| Source text |
§ §

This morning, something rare happened in a hotel ballroom in Greensboro, North Carolina: a group of CIOs and senior IT leaders sat down for a candid conversation about AI — and nobody tried to sell anyone anything.
That was the premise of the CRG Solutions Executive Roundtable Breakfast, hosted in partnership with Procomer Costa Rica at the O.Henry Hotel. Limited seating. By invitation only. Real conversation.
The topic: AI in the Enterprise — What's Working, What's Not
The theme was deliberately unpolished. Not "AI is transforming everything" — but "here's what actually happened when we tried to deploy it."
The conversation was moderated by Tim Sessoms, Founder and CEO of CRG Corporation, and I had the opportunity to lead the roundtable discussion alongside a room full of executives who've been in the trenches with AI adoption across their organizations.
What came out of that conversation was honest, sometimes uncomfortable, and more useful than any conference keynote I've sat through.
What executives are actually saying about AI
A few themes kept surfacing:
"We bought the tools. Nobody uses them." The most common story in the room: an organization invests in an AI platform, runs a pilot, gets promising results — and then watches adoption flatline. The problem almost never turns out to be the technology. It's change management, training, and the absence of a clear answer to "what problem does this actually solve for me today?"

§ §

| Data |
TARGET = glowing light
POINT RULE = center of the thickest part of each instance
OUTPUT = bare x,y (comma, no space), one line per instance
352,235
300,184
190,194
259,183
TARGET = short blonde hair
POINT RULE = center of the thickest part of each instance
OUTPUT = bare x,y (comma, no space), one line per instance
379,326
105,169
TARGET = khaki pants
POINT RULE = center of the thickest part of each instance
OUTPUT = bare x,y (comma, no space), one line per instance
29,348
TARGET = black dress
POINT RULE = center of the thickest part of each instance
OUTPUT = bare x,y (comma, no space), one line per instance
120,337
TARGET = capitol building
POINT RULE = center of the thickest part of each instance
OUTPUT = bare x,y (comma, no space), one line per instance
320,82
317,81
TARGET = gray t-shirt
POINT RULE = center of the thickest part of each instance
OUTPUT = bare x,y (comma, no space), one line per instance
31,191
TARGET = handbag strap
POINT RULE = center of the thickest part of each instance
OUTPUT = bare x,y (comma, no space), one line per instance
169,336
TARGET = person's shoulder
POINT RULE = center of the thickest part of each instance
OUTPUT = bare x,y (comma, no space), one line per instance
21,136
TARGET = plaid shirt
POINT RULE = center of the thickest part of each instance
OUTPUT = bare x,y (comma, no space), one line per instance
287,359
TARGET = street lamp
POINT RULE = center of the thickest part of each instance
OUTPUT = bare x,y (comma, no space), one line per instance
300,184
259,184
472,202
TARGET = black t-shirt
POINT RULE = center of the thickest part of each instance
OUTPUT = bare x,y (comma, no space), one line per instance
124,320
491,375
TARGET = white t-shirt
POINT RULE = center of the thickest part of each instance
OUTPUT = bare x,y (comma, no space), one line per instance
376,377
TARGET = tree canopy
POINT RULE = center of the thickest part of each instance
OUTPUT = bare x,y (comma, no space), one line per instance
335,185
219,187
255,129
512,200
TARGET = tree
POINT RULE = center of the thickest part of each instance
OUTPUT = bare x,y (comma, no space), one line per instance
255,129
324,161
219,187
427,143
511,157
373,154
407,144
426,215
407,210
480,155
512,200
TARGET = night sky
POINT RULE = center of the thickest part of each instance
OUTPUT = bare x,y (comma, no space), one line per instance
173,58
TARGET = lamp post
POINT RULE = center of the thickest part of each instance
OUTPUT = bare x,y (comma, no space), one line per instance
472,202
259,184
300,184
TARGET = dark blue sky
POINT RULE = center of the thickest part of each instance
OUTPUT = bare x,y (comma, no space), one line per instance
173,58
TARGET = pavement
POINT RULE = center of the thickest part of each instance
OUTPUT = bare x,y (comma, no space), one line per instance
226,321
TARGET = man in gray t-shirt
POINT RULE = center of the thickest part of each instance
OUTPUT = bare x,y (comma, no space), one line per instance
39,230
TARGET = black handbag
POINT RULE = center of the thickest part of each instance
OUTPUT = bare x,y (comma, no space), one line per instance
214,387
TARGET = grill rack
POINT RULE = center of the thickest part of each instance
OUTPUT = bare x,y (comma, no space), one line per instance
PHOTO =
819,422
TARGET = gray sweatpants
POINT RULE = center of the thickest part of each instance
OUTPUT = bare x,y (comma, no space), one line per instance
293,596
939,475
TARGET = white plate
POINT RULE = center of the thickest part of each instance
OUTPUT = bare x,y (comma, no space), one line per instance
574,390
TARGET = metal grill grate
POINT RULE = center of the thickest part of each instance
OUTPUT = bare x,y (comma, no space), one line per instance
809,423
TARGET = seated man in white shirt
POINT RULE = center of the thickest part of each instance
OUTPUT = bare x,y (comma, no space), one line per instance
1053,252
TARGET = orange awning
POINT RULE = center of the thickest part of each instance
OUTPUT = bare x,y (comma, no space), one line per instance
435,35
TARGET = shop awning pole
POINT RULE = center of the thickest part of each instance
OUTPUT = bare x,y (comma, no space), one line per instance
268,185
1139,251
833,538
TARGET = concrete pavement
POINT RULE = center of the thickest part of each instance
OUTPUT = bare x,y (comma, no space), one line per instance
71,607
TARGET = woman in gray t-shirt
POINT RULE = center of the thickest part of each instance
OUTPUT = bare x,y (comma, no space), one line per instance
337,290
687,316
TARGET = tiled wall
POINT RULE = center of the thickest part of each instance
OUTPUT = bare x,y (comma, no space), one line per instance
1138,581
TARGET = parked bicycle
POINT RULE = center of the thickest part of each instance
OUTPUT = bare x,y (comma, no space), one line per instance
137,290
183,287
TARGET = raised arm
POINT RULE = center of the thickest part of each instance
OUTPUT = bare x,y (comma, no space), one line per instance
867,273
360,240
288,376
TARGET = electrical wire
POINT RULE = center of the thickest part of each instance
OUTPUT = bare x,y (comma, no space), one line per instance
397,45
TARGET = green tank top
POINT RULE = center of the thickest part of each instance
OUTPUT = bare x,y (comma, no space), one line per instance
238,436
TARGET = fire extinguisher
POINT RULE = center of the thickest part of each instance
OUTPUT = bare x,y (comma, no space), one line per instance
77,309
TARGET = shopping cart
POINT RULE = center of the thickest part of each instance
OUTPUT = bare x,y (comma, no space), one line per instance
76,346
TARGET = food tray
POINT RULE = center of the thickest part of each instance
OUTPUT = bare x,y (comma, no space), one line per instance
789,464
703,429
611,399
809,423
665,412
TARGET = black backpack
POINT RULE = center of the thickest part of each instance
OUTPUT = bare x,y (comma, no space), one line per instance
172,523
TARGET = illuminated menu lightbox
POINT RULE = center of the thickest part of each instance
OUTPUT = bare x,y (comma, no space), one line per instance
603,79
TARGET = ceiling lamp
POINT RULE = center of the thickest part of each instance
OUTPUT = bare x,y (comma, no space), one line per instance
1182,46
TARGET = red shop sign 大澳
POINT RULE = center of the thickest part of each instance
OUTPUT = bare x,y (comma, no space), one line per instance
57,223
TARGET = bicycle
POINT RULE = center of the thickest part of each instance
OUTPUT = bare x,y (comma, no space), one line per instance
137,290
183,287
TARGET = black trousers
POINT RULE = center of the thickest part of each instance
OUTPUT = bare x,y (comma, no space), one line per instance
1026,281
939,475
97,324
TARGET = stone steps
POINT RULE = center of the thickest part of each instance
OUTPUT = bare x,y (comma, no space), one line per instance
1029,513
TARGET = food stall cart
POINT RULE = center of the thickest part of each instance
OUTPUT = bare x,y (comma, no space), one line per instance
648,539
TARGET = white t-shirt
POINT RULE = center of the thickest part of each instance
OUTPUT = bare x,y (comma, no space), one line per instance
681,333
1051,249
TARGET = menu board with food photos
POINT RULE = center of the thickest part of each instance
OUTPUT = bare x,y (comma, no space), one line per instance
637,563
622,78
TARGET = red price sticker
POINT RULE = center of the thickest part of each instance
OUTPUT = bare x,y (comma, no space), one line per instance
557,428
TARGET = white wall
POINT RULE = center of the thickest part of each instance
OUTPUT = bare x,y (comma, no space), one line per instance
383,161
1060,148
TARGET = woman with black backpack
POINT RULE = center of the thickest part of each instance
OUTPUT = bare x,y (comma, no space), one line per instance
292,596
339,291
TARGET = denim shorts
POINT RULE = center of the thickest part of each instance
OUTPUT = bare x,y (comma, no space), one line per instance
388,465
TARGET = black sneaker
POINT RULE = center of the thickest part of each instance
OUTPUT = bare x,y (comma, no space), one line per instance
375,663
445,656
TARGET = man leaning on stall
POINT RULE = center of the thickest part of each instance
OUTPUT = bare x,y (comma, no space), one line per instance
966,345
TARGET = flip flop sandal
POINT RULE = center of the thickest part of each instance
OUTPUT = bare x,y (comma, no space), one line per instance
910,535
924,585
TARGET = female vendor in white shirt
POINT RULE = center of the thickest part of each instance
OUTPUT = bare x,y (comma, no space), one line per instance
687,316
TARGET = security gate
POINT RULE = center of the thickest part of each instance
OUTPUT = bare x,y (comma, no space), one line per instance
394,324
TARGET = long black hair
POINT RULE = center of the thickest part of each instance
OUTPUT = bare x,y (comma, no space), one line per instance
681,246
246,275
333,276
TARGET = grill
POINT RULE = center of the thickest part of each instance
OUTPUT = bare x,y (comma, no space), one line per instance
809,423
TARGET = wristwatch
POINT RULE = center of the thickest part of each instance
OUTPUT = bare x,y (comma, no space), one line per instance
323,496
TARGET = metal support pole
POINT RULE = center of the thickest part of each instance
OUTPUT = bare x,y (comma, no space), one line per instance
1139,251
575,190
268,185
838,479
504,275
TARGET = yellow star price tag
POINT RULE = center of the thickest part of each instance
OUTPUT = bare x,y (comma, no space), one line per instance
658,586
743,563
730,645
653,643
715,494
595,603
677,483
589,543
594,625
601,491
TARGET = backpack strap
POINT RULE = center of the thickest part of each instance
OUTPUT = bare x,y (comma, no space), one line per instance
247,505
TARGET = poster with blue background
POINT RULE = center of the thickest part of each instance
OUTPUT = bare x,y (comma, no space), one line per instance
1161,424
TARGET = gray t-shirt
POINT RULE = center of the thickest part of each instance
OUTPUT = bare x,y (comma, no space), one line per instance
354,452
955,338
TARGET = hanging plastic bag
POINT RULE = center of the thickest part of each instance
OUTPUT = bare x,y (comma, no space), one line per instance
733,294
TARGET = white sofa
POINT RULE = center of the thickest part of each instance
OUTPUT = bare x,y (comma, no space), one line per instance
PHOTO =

§ §

| Job 1 |
In the roundtable post, swap "keynote" for "panel" and write out the passage from "The conversation was" to "I've sat through.".
| Job 2 |
Give, in order, the stages of the most common story told in the room, as the roundtable post lays them out.
| Job 3 |
Carry on the roundtable post from its last sentence.

| Response 1 |
The conversation was moderated by Tim Sessoms, Founder and CEO of CRG Corporation, and I had the opportunity to lead the roundtable discussion alongside a room full of executives who've been in the trenches with AI adoption across their organizations.
What came out of that conversation was honest, sometimes uncomfortable, and more useful than any conference panel I've sat through.

| Response 2 |
1. An organization invests in an AI platform.
2. It runs a pilot.
3. It gets promising results.
4. It watches adoption flatline.

| Response 3 |
"Our data isn't ready." AI is only as good as what it's fed. Several leaders described spending more time cleaning and structuring data than building the AI applications on top of it. The unsexy infrastructure work — data governance, integration, quality control — is what separates organizations that get ROI from those that get impressive demos and disappointing results.
"The ROI conversation is hard." Boards and CFOs want a number. AI ROI is real but often indirect — faster decisions, fewer errors, less time on repetitive tasks. Quantifying "we prevented three bad hires" or "our security team responded 40 minutes faster" is genuinely difficult. The executives who are winning this conversation internally are the ones who tied AI outcomes to metrics their CFO already cares about.
"The governance question is keeping us up at night." Who's responsible when an AI makes a wrong decision? What data can we feed a model? How do we ensure our European clients' data doesn't end up in a US model? These questions don't have clean answers yet — but the organizations that are building AI governance frameworks now are dramatically better positioned than those waiting for regulations to force the issue.
What Tech CRG brought to the table
At Tech CRG, we've been operating as an AI-native company for the past two years — not as a marketing claim, but as a fundamental change in how we run our NOC, SOC, and Service Desk. AI isn't our product. It's how we operate.
That gives us a particular perspective on this conversation. We've already run into every one of the challenges described above — the messy data, the change management friction, the governance questions — and we've worked through them for ourselves before applying the same approach for clients.
The honest conclusion we've reached: AI works best when it's deployed in a specific, bounded context with clear success metrics, supported by human experts who can handle what AI can't, and governed by a framework that everyone in the organization understands. The organizations that are failing with AI are almost always trying to do too much, too fast, without the operational discipline to back it up.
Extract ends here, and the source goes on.